▼
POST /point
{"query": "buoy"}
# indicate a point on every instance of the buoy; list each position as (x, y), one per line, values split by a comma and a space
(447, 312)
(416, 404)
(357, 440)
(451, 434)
▲
Direction -> Copy the data above line for line, changing nothing.

Task solution ->
POST /point
{"query": "buoy"}
# indicate a point on every instance of the buoy; list each position as (x, y), one per line, values split by a comma and a space
(447, 312)
(416, 404)
(357, 440)
(451, 434)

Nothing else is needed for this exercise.